## [Your instructions]
Transcribe each entry. Change nothing.

## [Source material]
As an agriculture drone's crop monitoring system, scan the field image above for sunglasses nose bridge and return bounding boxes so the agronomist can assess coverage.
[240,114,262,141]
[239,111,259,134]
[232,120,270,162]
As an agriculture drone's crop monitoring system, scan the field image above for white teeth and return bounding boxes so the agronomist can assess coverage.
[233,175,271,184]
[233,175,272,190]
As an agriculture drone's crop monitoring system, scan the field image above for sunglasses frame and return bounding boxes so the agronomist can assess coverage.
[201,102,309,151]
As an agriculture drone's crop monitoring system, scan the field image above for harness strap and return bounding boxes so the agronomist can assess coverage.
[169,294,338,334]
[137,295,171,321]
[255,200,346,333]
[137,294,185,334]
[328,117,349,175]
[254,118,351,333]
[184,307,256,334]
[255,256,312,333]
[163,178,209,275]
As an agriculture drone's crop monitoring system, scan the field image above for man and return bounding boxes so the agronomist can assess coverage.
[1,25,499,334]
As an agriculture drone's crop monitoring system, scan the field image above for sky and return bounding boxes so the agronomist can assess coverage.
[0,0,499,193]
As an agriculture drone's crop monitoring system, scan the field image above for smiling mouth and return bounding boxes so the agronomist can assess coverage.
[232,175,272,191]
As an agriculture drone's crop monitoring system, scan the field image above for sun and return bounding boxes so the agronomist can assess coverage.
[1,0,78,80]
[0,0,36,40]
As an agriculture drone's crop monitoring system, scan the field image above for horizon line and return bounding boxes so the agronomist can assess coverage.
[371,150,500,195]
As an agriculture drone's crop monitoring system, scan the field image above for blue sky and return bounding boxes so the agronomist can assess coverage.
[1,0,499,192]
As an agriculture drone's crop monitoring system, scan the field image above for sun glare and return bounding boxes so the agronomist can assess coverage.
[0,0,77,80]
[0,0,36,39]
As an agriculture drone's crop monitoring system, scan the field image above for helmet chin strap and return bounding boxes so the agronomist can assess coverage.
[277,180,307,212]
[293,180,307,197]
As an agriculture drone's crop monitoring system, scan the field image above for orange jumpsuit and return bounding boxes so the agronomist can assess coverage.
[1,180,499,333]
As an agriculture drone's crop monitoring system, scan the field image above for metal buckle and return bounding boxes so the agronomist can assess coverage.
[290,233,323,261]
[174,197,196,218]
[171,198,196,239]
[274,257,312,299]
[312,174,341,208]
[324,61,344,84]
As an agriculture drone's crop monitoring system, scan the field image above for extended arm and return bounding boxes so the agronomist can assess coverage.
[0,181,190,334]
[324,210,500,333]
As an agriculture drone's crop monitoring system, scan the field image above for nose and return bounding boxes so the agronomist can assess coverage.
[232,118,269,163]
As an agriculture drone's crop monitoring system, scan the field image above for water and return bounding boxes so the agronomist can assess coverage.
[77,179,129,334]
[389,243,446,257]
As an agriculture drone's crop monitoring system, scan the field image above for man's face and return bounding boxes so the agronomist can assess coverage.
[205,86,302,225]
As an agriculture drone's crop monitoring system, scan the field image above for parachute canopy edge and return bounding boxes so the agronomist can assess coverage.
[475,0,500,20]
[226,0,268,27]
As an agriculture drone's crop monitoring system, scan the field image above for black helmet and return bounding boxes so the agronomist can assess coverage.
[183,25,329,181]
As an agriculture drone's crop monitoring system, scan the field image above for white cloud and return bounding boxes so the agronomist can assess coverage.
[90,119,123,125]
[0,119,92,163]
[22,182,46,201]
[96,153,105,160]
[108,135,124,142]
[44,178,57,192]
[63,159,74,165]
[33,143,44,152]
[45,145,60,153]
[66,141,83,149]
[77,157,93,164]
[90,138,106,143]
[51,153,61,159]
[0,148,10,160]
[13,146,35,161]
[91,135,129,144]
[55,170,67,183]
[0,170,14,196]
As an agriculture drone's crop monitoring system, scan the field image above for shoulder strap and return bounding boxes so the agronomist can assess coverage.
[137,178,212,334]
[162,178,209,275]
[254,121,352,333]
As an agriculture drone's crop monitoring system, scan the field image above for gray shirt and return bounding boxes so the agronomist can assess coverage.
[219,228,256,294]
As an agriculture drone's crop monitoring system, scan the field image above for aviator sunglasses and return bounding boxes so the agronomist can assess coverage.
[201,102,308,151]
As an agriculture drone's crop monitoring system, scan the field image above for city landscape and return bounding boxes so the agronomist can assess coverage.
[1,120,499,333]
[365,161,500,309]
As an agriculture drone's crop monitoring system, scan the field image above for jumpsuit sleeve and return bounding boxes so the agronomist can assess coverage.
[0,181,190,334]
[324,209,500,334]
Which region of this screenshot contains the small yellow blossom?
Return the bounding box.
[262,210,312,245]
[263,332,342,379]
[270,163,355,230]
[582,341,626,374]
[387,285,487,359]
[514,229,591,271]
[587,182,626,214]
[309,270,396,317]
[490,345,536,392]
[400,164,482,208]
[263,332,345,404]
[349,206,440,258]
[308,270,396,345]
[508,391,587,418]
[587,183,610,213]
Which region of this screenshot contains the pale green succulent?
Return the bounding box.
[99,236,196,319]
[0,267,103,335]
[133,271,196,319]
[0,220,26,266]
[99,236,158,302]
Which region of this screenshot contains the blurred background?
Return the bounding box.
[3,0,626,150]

## [Result of the exercise]
As an agriculture drone's crop monitoring system, scan the field image above for sunglasses nose bridge and return bounding boxes so the agronomist can assess coverage.
[240,114,262,141]
[239,111,259,134]
[232,120,270,162]
As an agriculture drone's crop monitoring system, scan the field image above for white teeth and return bounding boxes so the agronomist can assess coverage.
[233,175,271,184]
[233,175,272,190]
As an agriculture drone's crop monitoring system, scan the field image above for sunglasses frame and return bounding boxes so the agronomist can assess coverage.
[201,102,309,151]
As an agriculture drone's crop monitoring system, scan the field image above for harness strap and return bounding boxes so the agronomist can assess coverage.
[169,294,338,334]
[137,295,171,321]
[255,200,346,333]
[137,294,185,334]
[328,117,349,175]
[254,118,351,333]
[184,307,256,334]
[255,256,312,333]
[163,178,209,275]
As an agriculture drone's crop monitoring system, scan the field image above for man and return bounding boxes so the agronomist can assess coverage.
[1,25,499,334]
As an agriculture drone's crop monitoring system, scan the field image above for sky and return bounding boxes so the agronomist can assess coverage.
[0,0,499,193]
As an agriculture drone's crop monitoring system, scan the field image above for smiling mouth and return bounding boxes so the agronomist can assess coverage.
[232,175,272,191]
As an agriculture drone's crop monitoring system, scan the field image above for sun and return bounding boxes so the agronomist can assess coverage.
[1,0,78,80]
[0,0,36,40]
As an agriculture drone's crop monitoring system, scan the field image above for horizon line and return bounding boxes so the agronomist can assess coverage.
[371,150,500,195]
As an agriculture drone's crop monitoring system, scan the field image above for blue sky and return bounding boxes so the agronomist can assess coverage.
[1,0,499,192]
As an agriculture drone's crop monitoring system, scan the field image above for sun glare and return bounding boxes so the agronomist can assess coverage.
[0,0,77,80]
[0,0,36,39]
As an agriculture drone's crop monitoring system, scan the field image above for helmet chin strap and return bounding boxes so the agronomist can assess coverage.
[277,180,307,212]
[293,180,307,197]
As an agriculture drone's crop monitoring system, scan the field image above for orange jumpsuit and return bounding boxes so the agronomist can assess coverage.
[1,180,499,333]
As an agriculture drone's crop monitoring system, scan the field image above for metal buckle and return bounding boxes so the agronomist can assess coverage.
[290,233,323,261]
[174,197,196,218]
[171,198,196,239]
[274,257,312,299]
[312,174,341,208]
[324,61,344,84]
As an agriculture drone's crop monitoring system, scan the field image above for extended arm and return bounding boxes so the agronomist can assess coverage.
[0,181,190,334]
[324,210,500,333]
As an agriculture drone's crop monitoring system, scan the field image above for nose and return bounding boxes so the agronomist can assess coverage.
[232,118,269,163]
As an agriculture drone's crop monitoring system, scan the field image above for water and return bounding boxes so the agronomist can assess coverage.
[77,179,129,334]
[389,243,446,257]
As an agriculture drone's crop monitoring system, scan the field image above for man's face and return bounding boxes so the agronomist can assess coverage.
[205,86,302,225]
As an agriculture drone's crop monitoring system, scan the field image above for parachute canopy edge and return bounding boxes so the agronomist can assess coverage.
[475,0,500,20]
[226,0,268,27]
As an agriculture drone's crop monitoring system, scan the field image above for black helmet and return bounding boxes so the agronomist can assess coverage.
[183,25,329,181]
As an agriculture drone's crop monitoring system, scan the field image above for white cloud and return bounding boxes so the agronomist can assess coverage.
[90,119,123,125]
[0,119,92,163]
[22,182,46,201]
[96,153,105,160]
[108,135,124,142]
[44,178,57,192]
[63,159,74,165]
[33,143,44,152]
[45,145,60,153]
[66,141,83,149]
[77,157,93,164]
[90,138,106,143]
[51,153,61,159]
[0,148,10,160]
[13,146,35,161]
[91,135,129,144]
[55,170,67,183]
[0,170,14,196]
As an agriculture drone's crop monitoring system, scan the field image above for shoulder strap and return bounding boxes so the agronomist can assess coverage.
[137,178,212,334]
[162,178,209,275]
[254,121,352,333]
As an agriculture drone's crop monitoring system, scan the field image above for gray shirt and return bounding boxes so the agronomist can assess coverage.
[219,228,256,294]
As an agriculture drone's crop monitoring system, scan the field image above for aviator sunglasses and return bounding boxes so the agronomist can assess coverage.
[201,102,308,151]
As an agriculture drone's crop monitoring system, scan the field image above for city landscape and return bounding boxes so the agronomist can assess coverage.
[1,120,499,333]
[365,161,500,309]
As an agriculture drone's crop monitoring system, scan the field image above for jumpsuit sleeve and return bounding boxes so the agronomist can assess coverage.
[0,181,190,334]
[324,209,500,334]
Which region of this screenshot contains the small yellow blossom?
Return the bounding box.
[262,210,312,245]
[263,332,342,379]
[270,163,355,230]
[582,341,626,374]
[387,285,487,359]
[514,229,591,271]
[587,182,626,214]
[309,270,396,317]
[490,345,536,392]
[400,164,482,208]
[263,332,345,404]
[349,206,440,258]
[308,270,396,345]
[508,391,587,418]
[587,183,610,213]
Which region of this screenshot contains the pale green succulent?
Return the bounding box.
[99,236,196,319]
[0,267,103,335]
[133,271,196,319]
[0,220,26,266]
[99,236,158,302]
Which region of this screenshot contains the blurred background?
Return the bounding box.
[3,0,626,150]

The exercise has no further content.